Exercise ::
Write a continuation of the passage on California strawberry fumigants, starting after its final sentence.

=== Given passage ===

But only about 20 percent of the chemicals used on California strawberries were pesticides that can leave residues on harvested fruit. The other 80 percent -- more than 9.7 million pounds in 2014 – were fumigants, which are poisonous gases injected directly into the ground to sterilize the soil before planting.
Fumigants are acutely toxic gases that kill every living thing in the soil. Some were originally developed as chemical warfare agents, now banned by the Geneva Conventions. After growers inject fumigants, they cover the fields with plastic tarp in an effort to keep the gas underground and away from people and animals But fumigants can leak during application and from torn tarps, sending the deadly fumes adrift and endangering farm workers and people who live nearby.
The most notorious strawberry fumigant is methyl bromide. An international treaty banned it in 1987 because it destroys the earth's protective ozone layer, but for almost 40 years U.S. strawberry growers have fought for and won so-called “critical use exemptions" from the EPA, which will finally end this year.

=== Entries provided ===

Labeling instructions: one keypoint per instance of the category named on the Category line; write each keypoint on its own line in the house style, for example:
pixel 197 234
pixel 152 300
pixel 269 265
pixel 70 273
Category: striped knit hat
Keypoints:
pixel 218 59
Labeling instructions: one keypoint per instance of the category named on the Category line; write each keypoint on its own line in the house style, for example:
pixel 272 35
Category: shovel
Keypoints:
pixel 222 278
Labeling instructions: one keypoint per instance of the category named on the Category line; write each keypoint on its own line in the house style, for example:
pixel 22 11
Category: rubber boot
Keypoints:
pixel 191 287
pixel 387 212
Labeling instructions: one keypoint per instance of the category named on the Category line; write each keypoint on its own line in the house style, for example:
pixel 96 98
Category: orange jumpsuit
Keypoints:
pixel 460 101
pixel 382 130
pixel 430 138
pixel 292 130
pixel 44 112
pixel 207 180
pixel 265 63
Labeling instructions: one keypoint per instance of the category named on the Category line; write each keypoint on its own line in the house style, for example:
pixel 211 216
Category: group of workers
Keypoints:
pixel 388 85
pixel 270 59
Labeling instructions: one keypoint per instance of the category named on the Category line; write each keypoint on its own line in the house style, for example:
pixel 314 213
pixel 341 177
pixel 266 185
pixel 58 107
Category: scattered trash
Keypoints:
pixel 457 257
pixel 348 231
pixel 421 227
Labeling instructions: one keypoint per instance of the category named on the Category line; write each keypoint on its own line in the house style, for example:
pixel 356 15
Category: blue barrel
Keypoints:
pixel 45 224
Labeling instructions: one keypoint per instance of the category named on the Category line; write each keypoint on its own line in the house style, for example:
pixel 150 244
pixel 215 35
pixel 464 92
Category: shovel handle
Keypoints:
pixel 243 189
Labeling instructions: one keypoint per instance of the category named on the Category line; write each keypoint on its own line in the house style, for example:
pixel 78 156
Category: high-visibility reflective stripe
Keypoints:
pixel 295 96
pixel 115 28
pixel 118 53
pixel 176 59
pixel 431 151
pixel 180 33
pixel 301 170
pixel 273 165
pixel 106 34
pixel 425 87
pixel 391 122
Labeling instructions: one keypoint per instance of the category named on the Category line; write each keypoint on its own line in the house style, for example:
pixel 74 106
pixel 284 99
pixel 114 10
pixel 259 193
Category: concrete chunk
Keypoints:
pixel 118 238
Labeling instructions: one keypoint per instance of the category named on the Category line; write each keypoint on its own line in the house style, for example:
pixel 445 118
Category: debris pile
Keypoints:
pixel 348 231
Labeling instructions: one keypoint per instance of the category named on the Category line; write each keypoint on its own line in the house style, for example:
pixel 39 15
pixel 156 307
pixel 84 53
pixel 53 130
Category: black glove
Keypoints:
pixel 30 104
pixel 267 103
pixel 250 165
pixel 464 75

===

Response to the exercise ::
Two decades ago, EWG and other groups campaigned against methyl bromide in California's Central Coast region, where most of the U.S. crop is grown. Urban development in the region has brought hundreds of thousands of residents into close proximity with strawberry fields. The campaign forced the state to establish protective buffer zones near schools and neighborhoods and to restrict methyl bromide injection during school hours. These rules reduced Californians’ exposure to methyl bromide but fell far short of eliminating this dangerous chemical.
Under the EPA phase-out, methyl bromide use on strawberries has steadily declined. Today, growers are using less methyl bromide on their strawberry fields. But the newer soil fumigants that are replacing it are also hazardous. These include chloropicrin, the active ingredient in tear gas, and 1,3-dichloropropene, a carcinogen sold by Dow Chemical Company as Telone. Both are banned in the European Union.
In 2014 the Center for Investigative Reporting revealed how Dow lobbied for and won a loophole to allow California strawberry growers to double their annual use of Telone. As a result, the Center reported, more than one million Californians were regularly exposed to higher concentrations of Telone than were previously considered safe. The same year, a state study found that chloropicrin in the air in Watsonville, a rapidly growing city in the heart of the California strawberry belt, exceeded the state's safety standard by 40 percent.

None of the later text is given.